**Data listing**.
= = =

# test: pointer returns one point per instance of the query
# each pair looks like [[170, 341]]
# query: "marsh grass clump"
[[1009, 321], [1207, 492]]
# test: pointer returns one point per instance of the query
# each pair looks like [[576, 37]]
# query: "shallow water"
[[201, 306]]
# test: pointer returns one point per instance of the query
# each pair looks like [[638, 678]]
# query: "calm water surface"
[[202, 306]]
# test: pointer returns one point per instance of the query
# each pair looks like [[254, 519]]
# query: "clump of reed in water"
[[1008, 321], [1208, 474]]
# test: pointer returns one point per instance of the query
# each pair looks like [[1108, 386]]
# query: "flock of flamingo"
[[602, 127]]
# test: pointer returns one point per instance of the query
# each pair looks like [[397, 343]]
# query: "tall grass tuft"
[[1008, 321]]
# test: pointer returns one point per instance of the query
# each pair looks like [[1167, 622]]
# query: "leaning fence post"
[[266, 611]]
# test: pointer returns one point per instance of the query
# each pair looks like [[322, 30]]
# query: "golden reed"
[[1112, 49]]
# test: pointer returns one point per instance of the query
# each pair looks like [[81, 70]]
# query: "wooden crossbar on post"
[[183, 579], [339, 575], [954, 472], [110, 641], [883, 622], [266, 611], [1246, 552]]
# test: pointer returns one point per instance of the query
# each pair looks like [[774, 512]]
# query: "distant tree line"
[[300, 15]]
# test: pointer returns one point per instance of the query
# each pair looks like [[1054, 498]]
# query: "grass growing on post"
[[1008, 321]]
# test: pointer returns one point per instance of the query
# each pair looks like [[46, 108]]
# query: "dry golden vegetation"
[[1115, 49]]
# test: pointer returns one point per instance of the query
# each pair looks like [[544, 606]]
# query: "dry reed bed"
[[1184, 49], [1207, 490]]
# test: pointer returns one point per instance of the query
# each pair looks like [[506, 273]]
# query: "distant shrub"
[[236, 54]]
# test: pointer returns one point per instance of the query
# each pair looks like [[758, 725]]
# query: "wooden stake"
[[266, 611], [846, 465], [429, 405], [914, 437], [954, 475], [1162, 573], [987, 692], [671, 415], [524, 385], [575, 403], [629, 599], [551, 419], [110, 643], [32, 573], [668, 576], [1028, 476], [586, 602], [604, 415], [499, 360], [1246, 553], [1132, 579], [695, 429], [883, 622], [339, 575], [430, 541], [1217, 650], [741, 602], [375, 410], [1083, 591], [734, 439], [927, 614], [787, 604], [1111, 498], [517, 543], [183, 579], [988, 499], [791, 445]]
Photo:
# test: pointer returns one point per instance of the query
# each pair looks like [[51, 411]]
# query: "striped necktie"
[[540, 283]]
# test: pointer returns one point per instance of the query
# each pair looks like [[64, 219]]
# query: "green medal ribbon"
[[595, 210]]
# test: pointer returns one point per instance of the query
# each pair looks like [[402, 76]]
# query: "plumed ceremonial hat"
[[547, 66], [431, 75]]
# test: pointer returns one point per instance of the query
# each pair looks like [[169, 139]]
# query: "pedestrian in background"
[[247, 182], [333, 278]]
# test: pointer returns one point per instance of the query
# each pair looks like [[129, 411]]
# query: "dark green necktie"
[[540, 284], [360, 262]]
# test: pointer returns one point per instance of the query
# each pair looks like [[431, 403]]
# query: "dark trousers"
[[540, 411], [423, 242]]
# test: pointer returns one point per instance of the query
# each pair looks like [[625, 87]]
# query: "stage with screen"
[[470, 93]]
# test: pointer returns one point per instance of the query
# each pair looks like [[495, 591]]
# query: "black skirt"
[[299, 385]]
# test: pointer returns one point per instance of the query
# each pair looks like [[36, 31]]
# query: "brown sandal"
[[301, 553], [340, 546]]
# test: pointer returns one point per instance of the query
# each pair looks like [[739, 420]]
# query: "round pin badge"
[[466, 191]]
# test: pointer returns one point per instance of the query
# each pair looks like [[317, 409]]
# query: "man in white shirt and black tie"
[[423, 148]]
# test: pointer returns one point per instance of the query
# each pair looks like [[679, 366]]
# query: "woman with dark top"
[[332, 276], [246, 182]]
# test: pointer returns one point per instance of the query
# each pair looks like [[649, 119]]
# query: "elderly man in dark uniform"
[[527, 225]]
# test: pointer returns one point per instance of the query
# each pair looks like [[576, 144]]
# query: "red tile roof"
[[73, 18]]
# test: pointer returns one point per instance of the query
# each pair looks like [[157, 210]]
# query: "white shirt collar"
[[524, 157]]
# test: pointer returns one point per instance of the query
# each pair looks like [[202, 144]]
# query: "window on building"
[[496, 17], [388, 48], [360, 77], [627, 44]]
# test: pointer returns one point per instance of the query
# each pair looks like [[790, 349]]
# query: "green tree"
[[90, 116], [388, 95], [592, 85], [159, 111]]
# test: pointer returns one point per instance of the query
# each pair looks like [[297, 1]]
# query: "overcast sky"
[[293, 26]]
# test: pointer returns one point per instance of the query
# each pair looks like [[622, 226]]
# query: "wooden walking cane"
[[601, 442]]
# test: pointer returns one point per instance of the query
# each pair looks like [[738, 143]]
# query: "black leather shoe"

= = =

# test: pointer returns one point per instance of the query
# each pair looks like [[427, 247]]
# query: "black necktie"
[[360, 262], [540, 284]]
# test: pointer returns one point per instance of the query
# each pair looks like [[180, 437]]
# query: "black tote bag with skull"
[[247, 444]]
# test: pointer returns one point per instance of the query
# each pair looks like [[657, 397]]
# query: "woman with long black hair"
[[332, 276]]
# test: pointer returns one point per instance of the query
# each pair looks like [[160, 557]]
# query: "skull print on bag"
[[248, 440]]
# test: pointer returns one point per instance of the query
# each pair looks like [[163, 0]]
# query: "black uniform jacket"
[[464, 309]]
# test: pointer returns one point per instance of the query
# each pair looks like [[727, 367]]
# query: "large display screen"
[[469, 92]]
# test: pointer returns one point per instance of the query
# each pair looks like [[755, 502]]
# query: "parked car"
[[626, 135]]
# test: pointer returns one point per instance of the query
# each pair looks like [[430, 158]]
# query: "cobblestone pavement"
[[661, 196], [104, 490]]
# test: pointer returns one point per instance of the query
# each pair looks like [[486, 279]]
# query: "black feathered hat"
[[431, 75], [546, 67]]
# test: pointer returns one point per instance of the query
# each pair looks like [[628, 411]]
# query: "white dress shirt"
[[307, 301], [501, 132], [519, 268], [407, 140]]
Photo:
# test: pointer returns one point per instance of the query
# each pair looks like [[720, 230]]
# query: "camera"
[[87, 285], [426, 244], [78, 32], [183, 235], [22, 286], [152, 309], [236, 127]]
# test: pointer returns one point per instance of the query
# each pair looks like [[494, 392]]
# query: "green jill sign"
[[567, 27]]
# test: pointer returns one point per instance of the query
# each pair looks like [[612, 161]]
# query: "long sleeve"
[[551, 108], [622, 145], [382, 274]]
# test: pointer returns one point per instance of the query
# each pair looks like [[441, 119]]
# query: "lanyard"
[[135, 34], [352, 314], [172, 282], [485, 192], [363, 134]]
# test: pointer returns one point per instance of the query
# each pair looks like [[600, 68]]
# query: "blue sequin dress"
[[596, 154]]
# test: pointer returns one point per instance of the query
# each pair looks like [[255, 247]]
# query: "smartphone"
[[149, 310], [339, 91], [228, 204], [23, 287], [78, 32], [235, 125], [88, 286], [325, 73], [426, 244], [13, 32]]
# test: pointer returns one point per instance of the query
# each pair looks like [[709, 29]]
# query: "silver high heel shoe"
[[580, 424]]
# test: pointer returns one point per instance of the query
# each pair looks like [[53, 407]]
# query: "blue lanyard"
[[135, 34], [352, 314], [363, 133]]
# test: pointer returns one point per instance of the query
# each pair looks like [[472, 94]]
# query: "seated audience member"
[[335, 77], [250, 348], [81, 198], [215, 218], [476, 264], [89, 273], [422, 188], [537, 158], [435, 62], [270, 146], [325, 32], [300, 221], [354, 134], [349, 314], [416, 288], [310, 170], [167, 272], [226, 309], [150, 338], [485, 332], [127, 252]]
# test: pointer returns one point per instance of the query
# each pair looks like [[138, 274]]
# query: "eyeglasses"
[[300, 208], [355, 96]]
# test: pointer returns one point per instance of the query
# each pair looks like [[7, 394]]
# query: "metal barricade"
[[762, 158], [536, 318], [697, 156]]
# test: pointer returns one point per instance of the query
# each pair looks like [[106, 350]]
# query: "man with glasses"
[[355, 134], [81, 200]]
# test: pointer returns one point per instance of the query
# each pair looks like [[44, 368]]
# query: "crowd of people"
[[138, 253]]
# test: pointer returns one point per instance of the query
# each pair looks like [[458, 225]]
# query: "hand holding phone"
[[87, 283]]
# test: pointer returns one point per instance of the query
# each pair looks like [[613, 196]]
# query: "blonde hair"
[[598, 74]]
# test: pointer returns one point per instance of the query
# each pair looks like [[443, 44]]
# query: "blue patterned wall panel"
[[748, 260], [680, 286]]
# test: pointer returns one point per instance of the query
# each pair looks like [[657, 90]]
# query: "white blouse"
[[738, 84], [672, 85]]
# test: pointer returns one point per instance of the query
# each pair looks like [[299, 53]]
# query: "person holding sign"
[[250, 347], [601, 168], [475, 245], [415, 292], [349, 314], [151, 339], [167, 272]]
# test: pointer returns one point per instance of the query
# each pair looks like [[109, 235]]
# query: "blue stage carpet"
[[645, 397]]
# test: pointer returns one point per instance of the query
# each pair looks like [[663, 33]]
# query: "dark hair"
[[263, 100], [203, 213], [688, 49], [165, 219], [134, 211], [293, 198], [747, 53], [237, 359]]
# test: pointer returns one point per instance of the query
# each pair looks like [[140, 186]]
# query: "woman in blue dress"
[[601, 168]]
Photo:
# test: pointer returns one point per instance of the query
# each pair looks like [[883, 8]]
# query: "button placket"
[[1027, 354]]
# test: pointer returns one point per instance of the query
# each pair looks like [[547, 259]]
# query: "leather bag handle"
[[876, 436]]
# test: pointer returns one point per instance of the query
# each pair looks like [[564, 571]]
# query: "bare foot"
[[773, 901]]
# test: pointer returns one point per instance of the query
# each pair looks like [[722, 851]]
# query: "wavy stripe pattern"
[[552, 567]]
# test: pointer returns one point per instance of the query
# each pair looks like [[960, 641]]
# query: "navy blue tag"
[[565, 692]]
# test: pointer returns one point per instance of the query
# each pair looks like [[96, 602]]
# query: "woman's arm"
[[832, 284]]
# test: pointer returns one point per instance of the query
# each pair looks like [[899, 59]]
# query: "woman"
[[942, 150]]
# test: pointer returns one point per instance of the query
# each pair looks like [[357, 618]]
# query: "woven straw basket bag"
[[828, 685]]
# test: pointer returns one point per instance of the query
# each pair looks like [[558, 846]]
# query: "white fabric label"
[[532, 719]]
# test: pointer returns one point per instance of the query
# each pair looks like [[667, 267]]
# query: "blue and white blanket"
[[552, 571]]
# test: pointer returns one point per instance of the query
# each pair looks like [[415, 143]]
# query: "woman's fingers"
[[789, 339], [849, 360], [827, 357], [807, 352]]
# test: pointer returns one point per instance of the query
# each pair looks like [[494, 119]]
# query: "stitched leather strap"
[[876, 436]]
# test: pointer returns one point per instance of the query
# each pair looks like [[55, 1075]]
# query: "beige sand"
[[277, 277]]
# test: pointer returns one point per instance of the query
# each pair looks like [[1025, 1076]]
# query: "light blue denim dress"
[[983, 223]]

= = =

**What the task asks**. All that belongs in your answer is the stretch of entries above from the line with "# each pair looks like [[81, 70]]" through the line with "# each pair looks like [[758, 725]]", printed exactly.

**Written answer**.
# each pair looks like [[81, 70]]
# query: "wooden crossbar on post"
[[183, 579], [339, 575], [954, 472], [110, 641], [883, 622], [266, 611], [1246, 552]]
# test: pointer returns one point per instance of the query
# each pair looks like [[774, 512]]
# query: "distant tree line"
[[300, 15]]
# test: pointer returns one point per instance of the query
# each pair looks like [[1054, 498]]
# query: "grass growing on post"
[[1008, 321]]
# test: pointer returns one point per instance of the query
# each pair looks like [[46, 108]]
# query: "dry golden vegetation"
[[1115, 49]]
# test: pointer returns one point per instance of the query
# each pair looks like [[544, 606]]
# query: "dry reed bed"
[[1184, 49], [1207, 490]]
# test: pointer returns one point per instance of the query
# each pair looks like [[506, 273]]
# query: "distant shrub"
[[236, 54]]
# test: pointer returns one point per instance of the query
# each pair looks like [[758, 725]]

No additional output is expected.